Assignment: How many lines in the entries below contain "rough"? Answer with the number only.

Available data:
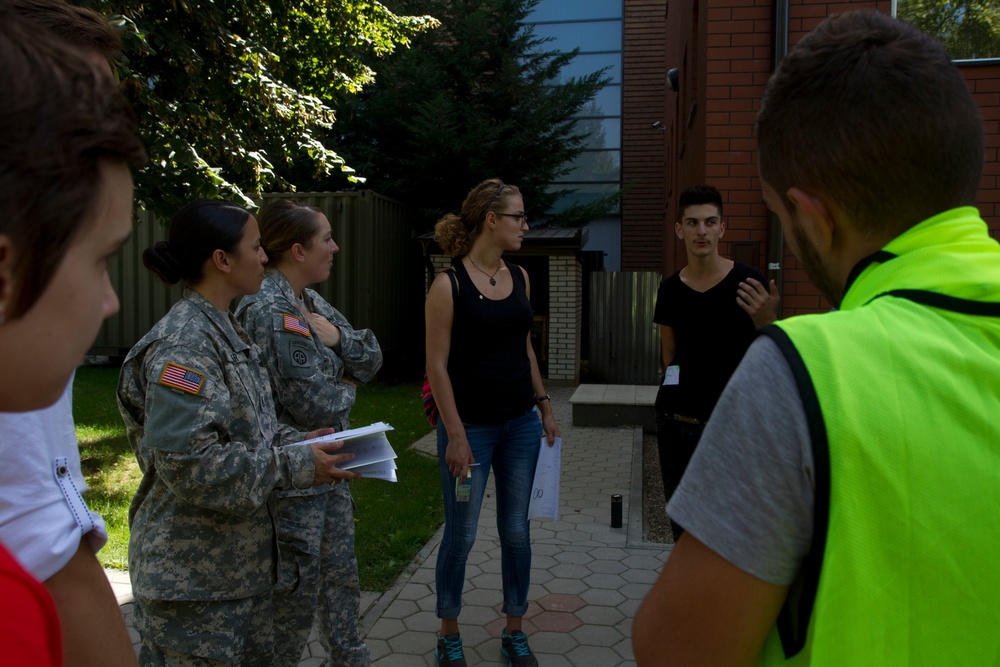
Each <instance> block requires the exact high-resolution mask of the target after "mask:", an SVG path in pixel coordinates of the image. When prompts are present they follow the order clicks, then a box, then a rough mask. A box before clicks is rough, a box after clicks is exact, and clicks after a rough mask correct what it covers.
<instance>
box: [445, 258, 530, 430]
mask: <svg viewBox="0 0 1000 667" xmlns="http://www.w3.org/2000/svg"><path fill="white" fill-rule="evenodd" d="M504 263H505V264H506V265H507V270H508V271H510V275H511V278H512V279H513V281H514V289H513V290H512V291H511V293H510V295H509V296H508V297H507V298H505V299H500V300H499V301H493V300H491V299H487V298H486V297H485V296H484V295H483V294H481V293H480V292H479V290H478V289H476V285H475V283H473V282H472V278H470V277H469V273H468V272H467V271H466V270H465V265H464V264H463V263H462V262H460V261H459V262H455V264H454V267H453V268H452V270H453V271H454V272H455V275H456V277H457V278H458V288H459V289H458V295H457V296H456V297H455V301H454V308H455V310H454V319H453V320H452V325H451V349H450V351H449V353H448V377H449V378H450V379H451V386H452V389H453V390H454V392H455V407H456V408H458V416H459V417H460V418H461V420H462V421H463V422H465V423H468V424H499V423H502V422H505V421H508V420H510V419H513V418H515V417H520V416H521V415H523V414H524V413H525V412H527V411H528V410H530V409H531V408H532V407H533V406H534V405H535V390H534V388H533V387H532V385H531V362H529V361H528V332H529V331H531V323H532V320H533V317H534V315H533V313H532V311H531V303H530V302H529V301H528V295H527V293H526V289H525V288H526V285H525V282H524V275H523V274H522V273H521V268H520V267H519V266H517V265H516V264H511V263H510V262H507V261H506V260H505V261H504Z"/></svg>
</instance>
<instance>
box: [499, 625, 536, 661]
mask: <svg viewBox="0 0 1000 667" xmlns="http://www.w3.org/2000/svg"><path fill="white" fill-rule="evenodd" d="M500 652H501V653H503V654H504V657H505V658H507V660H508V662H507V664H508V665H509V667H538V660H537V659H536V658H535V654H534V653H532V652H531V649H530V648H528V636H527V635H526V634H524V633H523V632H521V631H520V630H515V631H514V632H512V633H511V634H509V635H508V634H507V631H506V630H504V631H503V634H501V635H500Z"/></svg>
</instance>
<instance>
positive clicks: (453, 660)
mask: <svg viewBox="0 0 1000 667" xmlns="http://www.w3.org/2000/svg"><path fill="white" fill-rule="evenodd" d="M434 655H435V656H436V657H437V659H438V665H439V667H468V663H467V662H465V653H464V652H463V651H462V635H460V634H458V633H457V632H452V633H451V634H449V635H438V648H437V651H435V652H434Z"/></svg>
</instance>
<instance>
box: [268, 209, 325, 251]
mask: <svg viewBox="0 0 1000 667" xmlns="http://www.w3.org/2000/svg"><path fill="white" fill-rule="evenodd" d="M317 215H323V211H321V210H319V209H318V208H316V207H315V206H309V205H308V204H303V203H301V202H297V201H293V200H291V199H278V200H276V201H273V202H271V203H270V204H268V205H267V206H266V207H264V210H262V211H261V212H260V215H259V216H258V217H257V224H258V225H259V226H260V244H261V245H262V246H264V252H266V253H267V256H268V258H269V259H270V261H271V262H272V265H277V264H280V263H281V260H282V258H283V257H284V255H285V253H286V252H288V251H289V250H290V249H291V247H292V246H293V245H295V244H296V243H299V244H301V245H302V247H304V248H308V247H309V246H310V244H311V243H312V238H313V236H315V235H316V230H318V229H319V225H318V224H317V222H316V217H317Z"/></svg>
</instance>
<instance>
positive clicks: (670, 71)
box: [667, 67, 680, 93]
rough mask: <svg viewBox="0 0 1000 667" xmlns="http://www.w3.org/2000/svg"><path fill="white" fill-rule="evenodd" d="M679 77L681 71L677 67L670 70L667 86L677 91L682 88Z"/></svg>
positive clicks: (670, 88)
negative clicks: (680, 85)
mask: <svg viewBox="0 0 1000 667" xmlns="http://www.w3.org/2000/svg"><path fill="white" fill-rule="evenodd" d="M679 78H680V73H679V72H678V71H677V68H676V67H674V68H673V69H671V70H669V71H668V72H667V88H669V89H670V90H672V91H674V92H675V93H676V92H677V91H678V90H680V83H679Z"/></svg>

Solution to this exercise: 2